- [Data supplied]:
---

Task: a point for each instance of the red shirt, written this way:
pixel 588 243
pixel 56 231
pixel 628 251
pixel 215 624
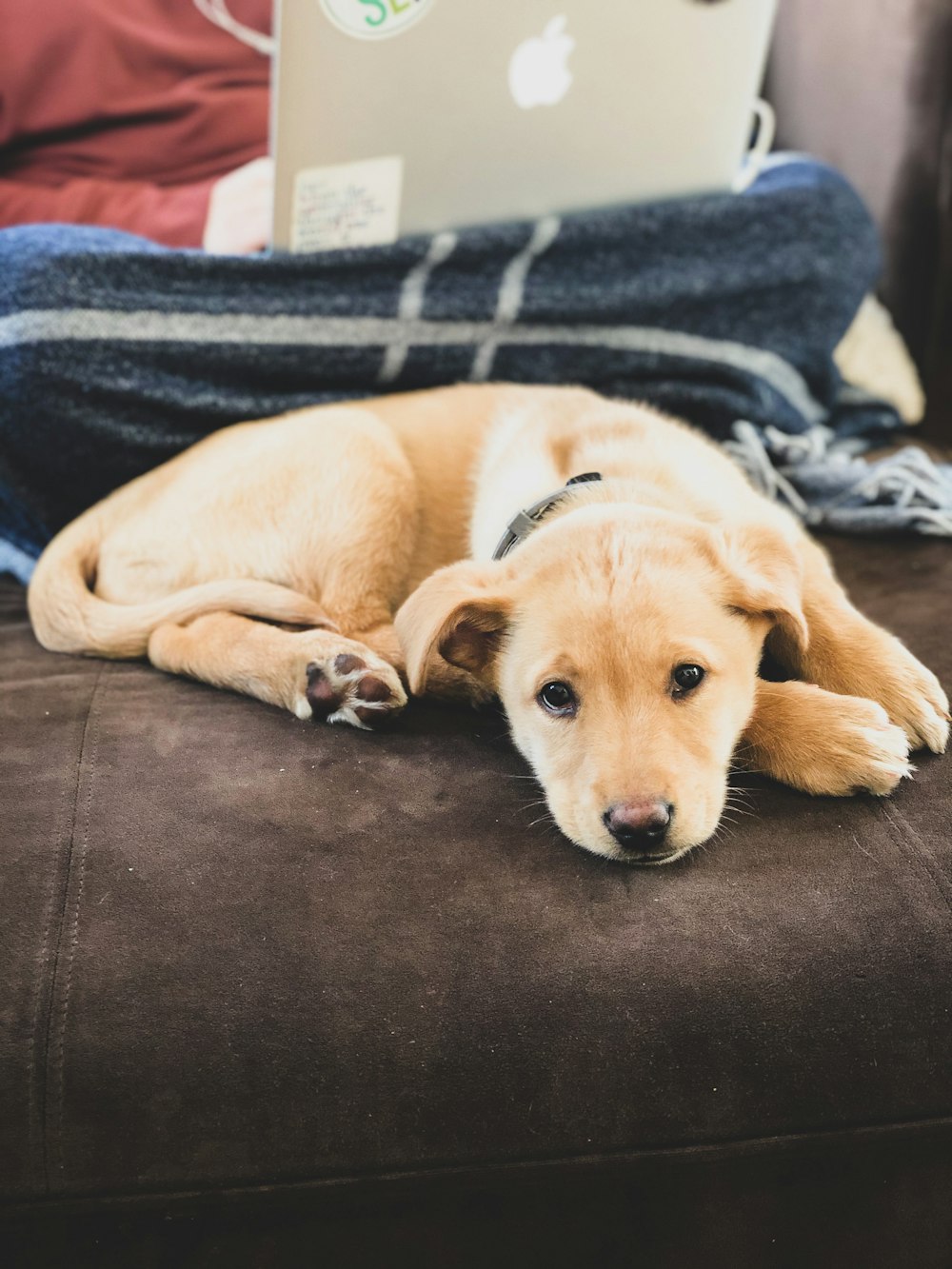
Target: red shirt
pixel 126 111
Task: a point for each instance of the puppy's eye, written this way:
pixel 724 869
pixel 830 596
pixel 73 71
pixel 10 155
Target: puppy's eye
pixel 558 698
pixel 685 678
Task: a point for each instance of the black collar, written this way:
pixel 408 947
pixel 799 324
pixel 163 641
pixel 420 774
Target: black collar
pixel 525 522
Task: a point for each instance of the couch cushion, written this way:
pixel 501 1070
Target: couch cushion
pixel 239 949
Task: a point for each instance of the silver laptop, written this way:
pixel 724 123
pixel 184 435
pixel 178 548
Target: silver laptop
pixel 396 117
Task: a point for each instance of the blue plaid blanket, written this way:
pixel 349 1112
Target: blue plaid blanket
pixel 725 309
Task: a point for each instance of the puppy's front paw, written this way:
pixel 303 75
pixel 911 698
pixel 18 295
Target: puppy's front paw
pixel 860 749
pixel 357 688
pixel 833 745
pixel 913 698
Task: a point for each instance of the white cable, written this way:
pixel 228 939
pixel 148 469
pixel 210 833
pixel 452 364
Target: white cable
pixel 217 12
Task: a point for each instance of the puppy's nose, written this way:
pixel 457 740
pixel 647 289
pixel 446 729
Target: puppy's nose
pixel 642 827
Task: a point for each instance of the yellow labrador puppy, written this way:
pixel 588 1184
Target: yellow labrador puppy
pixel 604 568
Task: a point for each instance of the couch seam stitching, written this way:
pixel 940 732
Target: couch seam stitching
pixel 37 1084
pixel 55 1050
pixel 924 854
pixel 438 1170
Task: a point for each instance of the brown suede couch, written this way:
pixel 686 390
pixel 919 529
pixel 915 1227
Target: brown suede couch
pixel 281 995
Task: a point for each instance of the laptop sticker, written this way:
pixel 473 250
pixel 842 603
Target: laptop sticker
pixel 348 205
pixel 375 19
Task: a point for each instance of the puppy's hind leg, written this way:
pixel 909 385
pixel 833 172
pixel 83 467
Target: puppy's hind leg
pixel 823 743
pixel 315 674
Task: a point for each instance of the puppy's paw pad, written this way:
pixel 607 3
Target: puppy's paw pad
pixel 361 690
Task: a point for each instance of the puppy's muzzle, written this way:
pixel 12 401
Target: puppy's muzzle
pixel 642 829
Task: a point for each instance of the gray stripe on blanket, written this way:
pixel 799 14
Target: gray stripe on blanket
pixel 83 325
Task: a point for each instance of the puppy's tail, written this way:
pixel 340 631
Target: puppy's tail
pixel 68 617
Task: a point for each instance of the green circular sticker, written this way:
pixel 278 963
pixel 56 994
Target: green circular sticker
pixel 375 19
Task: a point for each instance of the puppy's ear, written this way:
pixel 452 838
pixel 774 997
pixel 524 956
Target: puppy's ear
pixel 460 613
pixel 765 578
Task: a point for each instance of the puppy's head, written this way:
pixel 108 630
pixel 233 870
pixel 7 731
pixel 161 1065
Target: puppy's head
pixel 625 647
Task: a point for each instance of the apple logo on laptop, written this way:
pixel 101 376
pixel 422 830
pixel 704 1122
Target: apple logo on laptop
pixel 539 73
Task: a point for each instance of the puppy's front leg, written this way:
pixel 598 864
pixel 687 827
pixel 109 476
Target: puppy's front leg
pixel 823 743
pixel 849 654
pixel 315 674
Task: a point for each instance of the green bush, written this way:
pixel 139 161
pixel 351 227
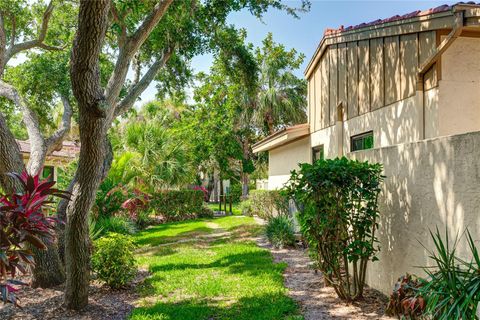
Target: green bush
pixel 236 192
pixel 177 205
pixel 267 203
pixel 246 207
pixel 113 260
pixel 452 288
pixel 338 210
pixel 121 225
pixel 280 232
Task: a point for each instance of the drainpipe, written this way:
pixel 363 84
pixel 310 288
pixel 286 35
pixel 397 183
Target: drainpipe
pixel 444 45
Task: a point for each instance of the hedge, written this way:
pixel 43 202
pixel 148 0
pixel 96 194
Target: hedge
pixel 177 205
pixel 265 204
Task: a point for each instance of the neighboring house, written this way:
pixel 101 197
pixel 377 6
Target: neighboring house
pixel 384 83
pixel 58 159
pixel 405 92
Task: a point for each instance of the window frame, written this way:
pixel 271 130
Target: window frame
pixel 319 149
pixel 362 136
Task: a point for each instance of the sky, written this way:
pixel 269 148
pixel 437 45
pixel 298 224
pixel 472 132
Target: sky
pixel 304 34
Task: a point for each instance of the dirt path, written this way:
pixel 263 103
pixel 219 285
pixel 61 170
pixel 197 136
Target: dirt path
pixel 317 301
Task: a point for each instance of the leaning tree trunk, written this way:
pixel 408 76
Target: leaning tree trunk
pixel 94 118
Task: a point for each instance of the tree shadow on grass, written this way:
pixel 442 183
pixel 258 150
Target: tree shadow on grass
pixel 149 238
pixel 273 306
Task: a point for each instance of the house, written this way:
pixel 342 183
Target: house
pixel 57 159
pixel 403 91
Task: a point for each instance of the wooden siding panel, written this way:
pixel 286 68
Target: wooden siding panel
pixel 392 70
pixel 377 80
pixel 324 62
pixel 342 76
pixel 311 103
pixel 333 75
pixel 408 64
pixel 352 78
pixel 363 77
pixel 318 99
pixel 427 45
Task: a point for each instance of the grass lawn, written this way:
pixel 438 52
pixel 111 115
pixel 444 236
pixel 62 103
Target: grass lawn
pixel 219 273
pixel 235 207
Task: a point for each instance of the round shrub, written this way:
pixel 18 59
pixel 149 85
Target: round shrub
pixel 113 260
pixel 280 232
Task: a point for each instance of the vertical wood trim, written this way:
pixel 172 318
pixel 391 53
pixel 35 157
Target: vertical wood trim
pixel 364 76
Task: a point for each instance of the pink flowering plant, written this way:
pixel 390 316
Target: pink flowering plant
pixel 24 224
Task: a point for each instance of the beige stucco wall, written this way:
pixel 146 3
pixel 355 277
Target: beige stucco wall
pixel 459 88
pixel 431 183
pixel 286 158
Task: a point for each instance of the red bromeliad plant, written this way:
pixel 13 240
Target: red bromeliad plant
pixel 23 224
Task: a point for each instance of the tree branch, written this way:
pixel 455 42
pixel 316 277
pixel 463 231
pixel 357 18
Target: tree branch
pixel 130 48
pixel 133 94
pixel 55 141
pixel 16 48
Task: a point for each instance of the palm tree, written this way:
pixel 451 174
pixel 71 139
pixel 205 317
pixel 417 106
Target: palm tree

---

- [Activity]:
In how many lines of the records does the string "palm" occur? Answer with the number alone.

- [Problem solution]:
2